[Exercise directions]:
Could you transcribe exactly the lines from the one containing "Supply a picture" through the end of the listing below, both included, but none of the pictures?

• • • • •

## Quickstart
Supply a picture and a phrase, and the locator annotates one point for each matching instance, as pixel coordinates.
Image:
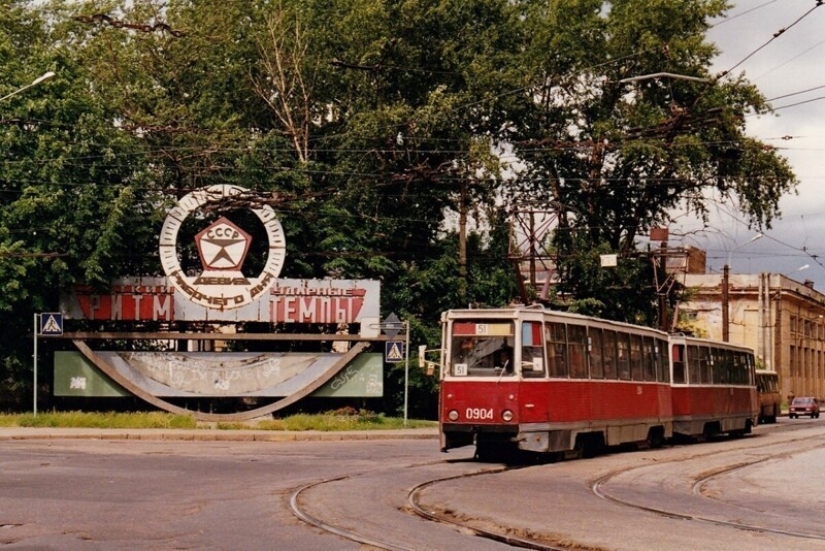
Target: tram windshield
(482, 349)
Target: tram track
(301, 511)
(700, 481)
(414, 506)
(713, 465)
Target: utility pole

• • • • •

[Output of the exercise]:
Supply a picture and a phrase, and the locator annotates one point for each matching instance, as pixel coordinates.
Image:
Target: tram windshield
(482, 349)
Target: tram track
(301, 511)
(700, 481)
(414, 506)
(713, 465)
Target: utility pole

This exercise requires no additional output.